WHAT IS EXPECTED ::
Filter the records below and copy every line containing the word "shirt".
(EXERCISE DATA begins)
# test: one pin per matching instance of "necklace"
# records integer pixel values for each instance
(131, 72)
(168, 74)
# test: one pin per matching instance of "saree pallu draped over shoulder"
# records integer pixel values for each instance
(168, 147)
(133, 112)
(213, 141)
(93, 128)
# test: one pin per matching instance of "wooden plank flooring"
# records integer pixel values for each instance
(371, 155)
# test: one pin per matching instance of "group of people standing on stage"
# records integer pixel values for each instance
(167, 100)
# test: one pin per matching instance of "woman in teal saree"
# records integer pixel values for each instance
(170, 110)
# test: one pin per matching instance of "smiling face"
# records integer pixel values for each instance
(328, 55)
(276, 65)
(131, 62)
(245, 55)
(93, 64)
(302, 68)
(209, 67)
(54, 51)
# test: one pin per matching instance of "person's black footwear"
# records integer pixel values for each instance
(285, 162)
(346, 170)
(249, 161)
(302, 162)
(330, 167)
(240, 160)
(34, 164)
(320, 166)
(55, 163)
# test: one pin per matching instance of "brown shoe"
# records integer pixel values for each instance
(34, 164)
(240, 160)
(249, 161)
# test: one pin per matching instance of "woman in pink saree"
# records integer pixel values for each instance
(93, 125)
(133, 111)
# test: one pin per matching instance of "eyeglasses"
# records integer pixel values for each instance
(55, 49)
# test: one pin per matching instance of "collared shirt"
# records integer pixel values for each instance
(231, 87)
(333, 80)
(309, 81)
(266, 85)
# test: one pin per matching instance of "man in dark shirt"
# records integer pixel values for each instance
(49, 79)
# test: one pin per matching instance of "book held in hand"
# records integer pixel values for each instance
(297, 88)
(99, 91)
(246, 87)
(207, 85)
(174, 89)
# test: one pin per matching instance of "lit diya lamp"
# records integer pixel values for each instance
(EXERCISE DATA ends)
SOLUTION FOR THIS PROBLEM ::
# test: one pin per matching instance of "collared shirt"
# test: one pin per matching instance of "man in dark shirt"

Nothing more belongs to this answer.